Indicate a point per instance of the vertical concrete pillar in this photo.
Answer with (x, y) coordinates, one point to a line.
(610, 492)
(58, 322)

---

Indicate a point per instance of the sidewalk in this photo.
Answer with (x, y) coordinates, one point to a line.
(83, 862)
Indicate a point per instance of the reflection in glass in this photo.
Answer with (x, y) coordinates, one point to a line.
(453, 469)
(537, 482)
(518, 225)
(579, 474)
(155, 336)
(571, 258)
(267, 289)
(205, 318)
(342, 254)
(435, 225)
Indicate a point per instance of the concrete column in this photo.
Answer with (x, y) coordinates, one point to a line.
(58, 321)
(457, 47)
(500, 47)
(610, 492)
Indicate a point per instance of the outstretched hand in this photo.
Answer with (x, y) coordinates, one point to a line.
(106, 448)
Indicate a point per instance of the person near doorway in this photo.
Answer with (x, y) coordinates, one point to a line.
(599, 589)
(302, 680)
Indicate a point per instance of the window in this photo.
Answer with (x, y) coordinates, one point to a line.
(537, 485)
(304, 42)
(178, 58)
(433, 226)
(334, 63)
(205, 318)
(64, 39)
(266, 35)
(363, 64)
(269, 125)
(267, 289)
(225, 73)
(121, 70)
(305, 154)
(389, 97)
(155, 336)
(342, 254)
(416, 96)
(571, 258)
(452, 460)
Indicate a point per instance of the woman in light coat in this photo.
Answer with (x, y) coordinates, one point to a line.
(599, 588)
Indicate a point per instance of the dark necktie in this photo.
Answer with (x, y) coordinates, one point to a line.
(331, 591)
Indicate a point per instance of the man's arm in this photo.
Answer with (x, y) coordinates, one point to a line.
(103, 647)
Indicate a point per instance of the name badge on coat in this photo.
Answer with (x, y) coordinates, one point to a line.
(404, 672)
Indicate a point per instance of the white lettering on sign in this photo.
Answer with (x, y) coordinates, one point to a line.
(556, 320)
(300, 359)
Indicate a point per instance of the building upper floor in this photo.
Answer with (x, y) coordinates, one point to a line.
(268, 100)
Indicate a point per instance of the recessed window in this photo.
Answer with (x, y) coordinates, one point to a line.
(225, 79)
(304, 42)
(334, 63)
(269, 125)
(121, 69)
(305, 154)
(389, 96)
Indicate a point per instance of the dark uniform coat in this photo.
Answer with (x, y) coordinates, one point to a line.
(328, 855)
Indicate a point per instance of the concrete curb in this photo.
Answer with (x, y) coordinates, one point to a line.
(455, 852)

▶ _The task_
Find every line above that contains the word "window", and return each one.

▶ _Result of this task_
Indicate a point per instance of the window in this photo.
Indicate a point per instance of the recessed window in this photo.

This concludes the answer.